» PROBLEM DETAILS
Please copy the mailing-list post below word for word, from "2009-09-29 Thread Adam" to "not be hard.".

» QUOTED PASSAGE
________________________________________

2009-09-29 Thread Adam DeVita
Good day,


Are you looking to simply identify records that are different (not missing
from the tables) or identify records with ANY field different and get the
result?

Is there a primary key? Posting the structure would be helpful.  This should
not be hard.

C:\Documents and Settings\HP_Administrator>sqlite3 adam.db
SQLite version 3.6.10
Enter ".help" for instructions
Enter SQL statements terminated with a ";"
sqlite> .tables
sqlite> create table one (a int, b text);
sqlite> create table two (a int, b text);
sqlite> insert into one (a,b) values (1,'23);
   ...> ');
sqlite> insert into one (a,b) values (2,'23');
sqlite> insert into one (a,b) values (3,'423');
sqlite> insert into one (a,b) values (5,'4423');
sqlite> insert into one (a,b) values (6,'4423');
sqlite> insert into two select * from one;
sqlite> insert into one (a,b) values (4,'3423');
sqlite> insert into one (a,b) values (123,'3423');
sqlite> insert into two (a,b) values (123,'3423');
sqlite> insert into two (a,b) values (1233,'3423');
sqlite> select a,b from one where a not in(select a from two)

________________________________________

» RECORDED DATA
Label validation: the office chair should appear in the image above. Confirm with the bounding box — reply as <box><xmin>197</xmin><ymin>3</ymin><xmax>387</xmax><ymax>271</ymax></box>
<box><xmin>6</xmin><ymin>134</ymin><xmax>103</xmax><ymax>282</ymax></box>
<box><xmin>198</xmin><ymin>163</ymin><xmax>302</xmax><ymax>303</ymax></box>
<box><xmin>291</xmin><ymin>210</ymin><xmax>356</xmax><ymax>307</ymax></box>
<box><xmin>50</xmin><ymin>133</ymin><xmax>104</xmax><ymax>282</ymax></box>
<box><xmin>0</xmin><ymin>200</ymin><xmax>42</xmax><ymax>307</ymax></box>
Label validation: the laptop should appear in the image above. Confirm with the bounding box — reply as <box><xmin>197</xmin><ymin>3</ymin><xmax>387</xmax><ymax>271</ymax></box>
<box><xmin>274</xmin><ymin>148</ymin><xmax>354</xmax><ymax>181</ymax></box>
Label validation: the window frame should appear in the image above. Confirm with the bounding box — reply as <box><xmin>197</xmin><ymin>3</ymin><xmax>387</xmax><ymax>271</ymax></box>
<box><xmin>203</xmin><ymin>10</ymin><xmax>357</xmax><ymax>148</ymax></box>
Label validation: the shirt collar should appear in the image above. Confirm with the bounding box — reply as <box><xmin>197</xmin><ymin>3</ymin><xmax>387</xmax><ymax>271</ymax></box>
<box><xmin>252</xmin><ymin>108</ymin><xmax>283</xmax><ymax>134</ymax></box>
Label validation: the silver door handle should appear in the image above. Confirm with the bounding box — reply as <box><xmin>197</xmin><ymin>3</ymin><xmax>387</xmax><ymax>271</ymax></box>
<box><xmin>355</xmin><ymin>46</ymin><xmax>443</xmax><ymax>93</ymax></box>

________________________________________

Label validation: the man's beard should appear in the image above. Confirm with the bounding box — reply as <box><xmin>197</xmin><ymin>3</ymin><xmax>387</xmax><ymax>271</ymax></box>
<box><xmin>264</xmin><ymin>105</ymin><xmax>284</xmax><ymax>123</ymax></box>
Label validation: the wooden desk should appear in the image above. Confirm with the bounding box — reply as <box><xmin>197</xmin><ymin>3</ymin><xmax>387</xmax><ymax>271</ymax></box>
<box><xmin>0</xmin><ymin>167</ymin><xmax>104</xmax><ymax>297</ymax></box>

________________________________________

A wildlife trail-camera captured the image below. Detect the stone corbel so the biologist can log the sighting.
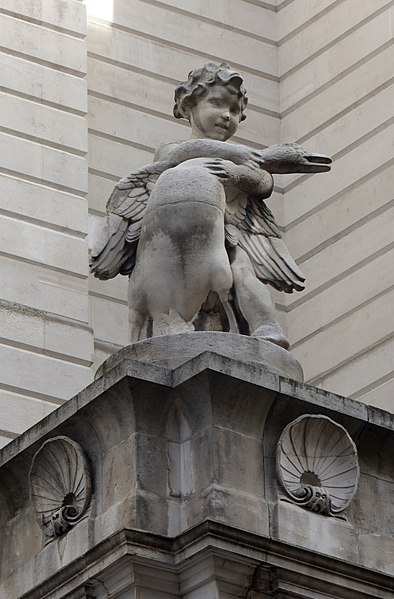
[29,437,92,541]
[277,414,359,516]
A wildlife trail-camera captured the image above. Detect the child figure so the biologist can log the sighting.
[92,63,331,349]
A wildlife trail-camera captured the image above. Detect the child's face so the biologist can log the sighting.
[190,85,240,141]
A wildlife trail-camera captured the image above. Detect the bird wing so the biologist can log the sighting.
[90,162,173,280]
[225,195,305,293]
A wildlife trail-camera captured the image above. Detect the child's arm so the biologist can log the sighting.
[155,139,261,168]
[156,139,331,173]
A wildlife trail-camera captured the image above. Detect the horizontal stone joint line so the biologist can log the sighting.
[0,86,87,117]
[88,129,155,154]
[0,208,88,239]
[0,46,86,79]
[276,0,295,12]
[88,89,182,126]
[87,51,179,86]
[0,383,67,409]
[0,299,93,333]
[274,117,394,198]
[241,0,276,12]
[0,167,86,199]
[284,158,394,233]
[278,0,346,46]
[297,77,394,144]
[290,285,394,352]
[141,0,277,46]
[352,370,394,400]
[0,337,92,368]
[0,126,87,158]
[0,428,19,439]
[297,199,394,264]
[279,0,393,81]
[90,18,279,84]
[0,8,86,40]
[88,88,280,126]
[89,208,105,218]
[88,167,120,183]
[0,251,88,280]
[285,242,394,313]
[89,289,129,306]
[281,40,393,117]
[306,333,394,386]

________________________________________

» RESPONSE
2009-09-29 Thread Adam DeVita
Good day,


Are you looking to simply identify records that are different (not missing
from the tables) or identify records with ANY field different and get the
result?

Is there a primary key? Posting the structure would be helpful.  This should
not be hard.